What is being asked: Repeat the records below exactly as they appear.

[Excerpts from point annotation data]

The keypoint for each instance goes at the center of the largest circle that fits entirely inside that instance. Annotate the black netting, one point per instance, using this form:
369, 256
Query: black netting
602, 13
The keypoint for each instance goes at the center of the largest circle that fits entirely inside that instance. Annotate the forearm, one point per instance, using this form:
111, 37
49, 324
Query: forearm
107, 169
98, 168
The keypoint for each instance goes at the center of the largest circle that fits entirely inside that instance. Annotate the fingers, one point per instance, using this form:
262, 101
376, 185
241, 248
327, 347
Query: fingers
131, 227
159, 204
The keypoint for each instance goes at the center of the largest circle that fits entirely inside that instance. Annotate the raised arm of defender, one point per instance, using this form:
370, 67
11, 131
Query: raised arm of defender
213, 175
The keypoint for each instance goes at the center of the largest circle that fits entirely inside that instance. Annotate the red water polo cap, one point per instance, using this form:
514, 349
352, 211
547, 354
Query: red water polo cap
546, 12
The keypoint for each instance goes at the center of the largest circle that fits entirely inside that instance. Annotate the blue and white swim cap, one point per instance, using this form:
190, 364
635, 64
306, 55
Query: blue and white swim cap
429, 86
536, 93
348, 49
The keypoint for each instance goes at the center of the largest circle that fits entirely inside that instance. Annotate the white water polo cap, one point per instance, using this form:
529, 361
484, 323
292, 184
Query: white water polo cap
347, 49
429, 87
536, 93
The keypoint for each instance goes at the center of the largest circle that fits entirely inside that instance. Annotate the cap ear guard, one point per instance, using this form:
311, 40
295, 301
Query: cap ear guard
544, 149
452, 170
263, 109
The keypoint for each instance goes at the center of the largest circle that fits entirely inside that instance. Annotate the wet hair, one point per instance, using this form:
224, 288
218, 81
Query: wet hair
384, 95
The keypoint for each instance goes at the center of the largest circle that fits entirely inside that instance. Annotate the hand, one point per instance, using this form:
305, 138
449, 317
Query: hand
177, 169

Result of this task:
The keypoint for each instance goes at the center of the largest circle that fits entirely inside that instance. Annotate the black netting, one point per instance, using this form:
369, 256
Query: black netting
602, 13
The keypoint for each instance goes at the center of the largest circle that fits entirely inside that instance. Annotate the forearm, one point per instance, using this form:
111, 37
49, 324
Query: forearm
107, 169
98, 168
The keypoint for each instance goes at the center of the largest circle that fits entirely inside that instance. Annotate the fingers, one point per instance, using this form:
262, 101
376, 185
241, 248
327, 347
Query: fingers
131, 227
159, 204
The keypoint for each instance goes at the center of the largest circle that fits entirely inside that instance. Annotate the raised arm of defender, one point per instance, using this form:
370, 67
11, 131
Query: raised arm of defender
213, 175
The keypoint for each instance goes at the center of the largest circle that fits entirely inside that instance. Annotate the red water polo cap, one point per instance, using this form:
514, 349
352, 211
547, 354
Query: red water polo cap
546, 12
The keypoint for each instance goes at the center of the largest circle that fits entirely inside that instance. Annotate the blue and white swim cap, one point per instance, using this form:
190, 364
635, 64
306, 55
Query: blue and white swim cap
429, 86
536, 93
348, 49
The keypoint for each instance goes at the center of the largest circle that fits entirely inside that instance. Annotate the white water polo cap, one point per instance, using this form:
529, 361
484, 323
292, 184
Query: white water polo cap
347, 49
429, 87
536, 93
The keypoint for each instance goes at the center of the largest circle that fits entirely inside that instance. Annotate the cap ear guard, one point per instance, using this form:
311, 40
295, 301
Query: cap ear guard
544, 149
452, 170
263, 109
The keypoint for each instance goes at the center of the largest circle that fits entirely inside that instance. Annotate the wet hair, one point per instance, using this form:
224, 288
218, 81
Query: wet hair
384, 95
The keypoint for each instance goes at the center of the largest circle that fits entirely inside that instance. Annotate the hand, one point per instance, using this form:
305, 138
449, 317
Query: hand
177, 169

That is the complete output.